DocketNumber: No. 7710SC123
Citation Numbers: 35 N.C. App. 117, 239 S.E.2d 878, 1978 N.C. App. LEXIS 2877
Judges: Arnold, Hedrick, Morris
Filed Date: 1/17/1978
Status: Precedential
Modified Date: 10/18/2024
We reject plaintiffs’ contention that the trial court erred in granting defendant’s motion for summary judgment.
One of the two types of cases in which summary judgment is said to be appropriate is one “where only a question of law on the indisputable facts is in controversy and it can be appropriately decided without full exposure of trial.” McNair v. Boyette, 282 N.C. 230, 235, 192 S.E. 2d 457, 460 (1972). We believe that the present case is of this type, and that the trial court correctly granted defendant’s motion for summary judgment.
Plaintiffs argue that the action by the trustee, defendant Rouse, was illegal. Their primary complaint is that the trustee failed to require a deposit from the highest bidder, Central National Bank, and that he also failed to require cash payment of the purchase price. Defendant admitted that Central National Bank made no deposit on its bid, and that no cash was received from the sale.
The law as to the requirement of a cash deposit is spelled out in G.S. 45-21.10:
“(a) If a mortgage or deed of trust contains provisions with respect to a cash deposit at the sale, the terms of the instrument shall be complied with.

----

The problem — Please name the highest bidder at the sale, according to the court opinion.

Listed records —
----

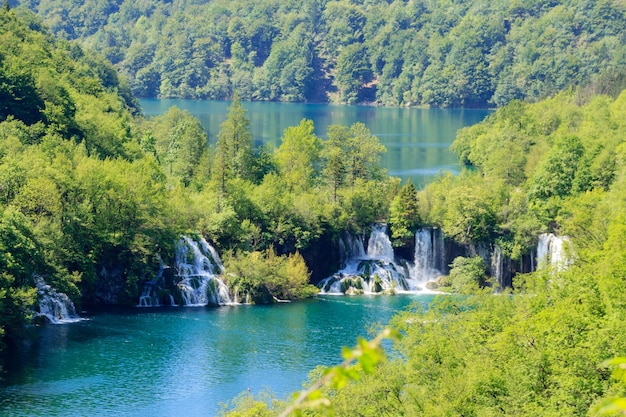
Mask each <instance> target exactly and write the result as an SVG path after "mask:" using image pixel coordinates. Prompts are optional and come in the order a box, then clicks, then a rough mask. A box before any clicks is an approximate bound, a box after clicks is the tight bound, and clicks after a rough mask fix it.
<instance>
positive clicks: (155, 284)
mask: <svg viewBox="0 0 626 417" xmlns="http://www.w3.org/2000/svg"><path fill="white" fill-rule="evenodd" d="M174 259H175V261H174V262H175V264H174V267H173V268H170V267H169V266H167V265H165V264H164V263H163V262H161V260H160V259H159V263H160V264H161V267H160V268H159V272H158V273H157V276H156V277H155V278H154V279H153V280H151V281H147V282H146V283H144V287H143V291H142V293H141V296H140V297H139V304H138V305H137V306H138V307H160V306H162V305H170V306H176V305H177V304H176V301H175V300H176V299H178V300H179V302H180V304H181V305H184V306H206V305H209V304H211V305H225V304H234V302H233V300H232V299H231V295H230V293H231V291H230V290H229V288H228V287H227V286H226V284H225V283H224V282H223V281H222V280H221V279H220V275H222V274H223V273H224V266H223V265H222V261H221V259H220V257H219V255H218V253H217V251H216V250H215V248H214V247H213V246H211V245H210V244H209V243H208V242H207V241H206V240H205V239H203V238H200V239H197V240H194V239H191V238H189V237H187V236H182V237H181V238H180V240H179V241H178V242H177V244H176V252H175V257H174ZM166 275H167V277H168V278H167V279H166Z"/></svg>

----

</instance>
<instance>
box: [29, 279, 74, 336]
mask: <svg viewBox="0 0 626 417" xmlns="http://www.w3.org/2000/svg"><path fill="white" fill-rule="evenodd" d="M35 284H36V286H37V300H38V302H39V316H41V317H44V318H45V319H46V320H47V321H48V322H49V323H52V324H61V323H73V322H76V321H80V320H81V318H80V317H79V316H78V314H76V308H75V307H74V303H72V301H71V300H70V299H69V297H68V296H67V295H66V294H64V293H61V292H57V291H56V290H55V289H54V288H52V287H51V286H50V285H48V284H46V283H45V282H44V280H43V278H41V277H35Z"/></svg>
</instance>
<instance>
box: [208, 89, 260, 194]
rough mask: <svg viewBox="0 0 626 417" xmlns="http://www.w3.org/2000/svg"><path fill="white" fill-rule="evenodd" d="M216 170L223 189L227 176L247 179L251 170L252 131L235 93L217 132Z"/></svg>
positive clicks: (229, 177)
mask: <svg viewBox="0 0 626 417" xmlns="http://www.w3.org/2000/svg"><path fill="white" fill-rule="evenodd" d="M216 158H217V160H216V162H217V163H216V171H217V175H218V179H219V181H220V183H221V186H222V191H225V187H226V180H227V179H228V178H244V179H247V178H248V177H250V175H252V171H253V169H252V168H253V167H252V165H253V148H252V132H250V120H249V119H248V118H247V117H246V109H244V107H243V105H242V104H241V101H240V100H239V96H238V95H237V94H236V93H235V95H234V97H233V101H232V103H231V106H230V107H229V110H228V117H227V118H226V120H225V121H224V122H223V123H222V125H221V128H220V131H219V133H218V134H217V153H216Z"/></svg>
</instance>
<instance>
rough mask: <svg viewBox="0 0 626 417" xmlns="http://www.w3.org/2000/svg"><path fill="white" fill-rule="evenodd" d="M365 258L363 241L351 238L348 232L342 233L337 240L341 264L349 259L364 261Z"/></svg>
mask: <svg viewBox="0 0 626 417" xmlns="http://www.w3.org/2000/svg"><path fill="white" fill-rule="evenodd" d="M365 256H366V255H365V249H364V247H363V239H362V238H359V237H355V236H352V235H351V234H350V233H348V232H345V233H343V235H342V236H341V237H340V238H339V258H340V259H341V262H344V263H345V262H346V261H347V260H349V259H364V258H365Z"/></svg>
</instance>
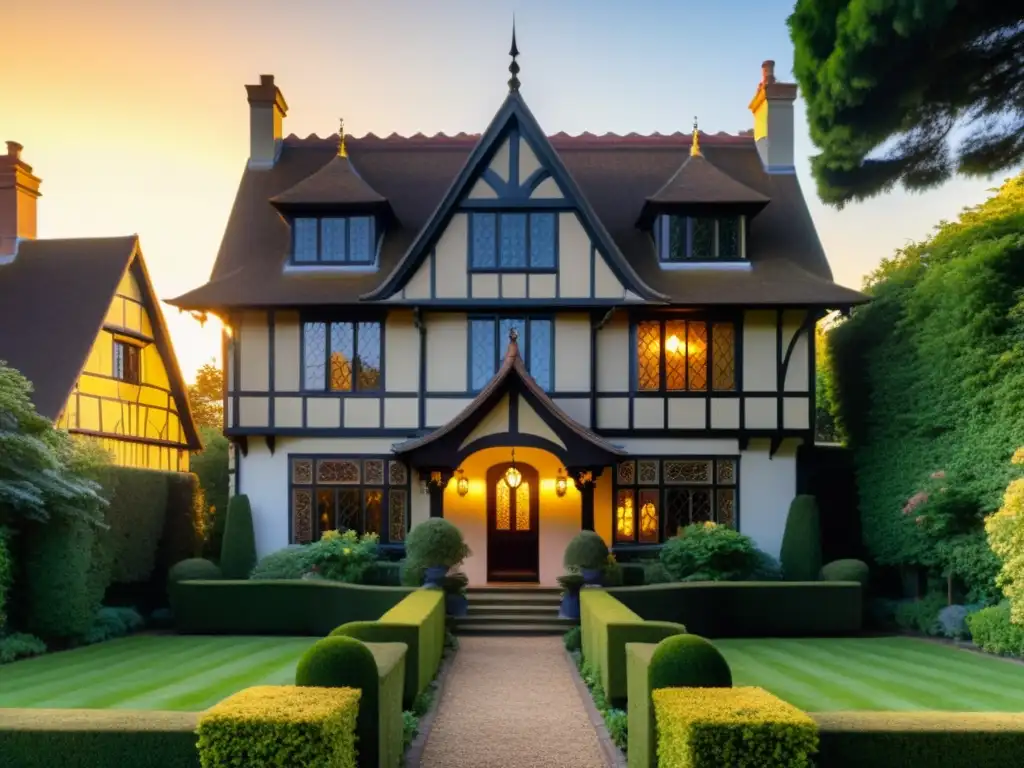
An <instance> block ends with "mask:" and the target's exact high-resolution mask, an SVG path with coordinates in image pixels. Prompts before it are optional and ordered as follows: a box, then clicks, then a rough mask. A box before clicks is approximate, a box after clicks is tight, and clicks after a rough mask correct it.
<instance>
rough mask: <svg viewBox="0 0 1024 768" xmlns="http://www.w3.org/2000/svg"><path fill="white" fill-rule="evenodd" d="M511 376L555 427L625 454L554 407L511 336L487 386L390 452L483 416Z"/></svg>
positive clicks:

----

Response to the exercise — Central National Bank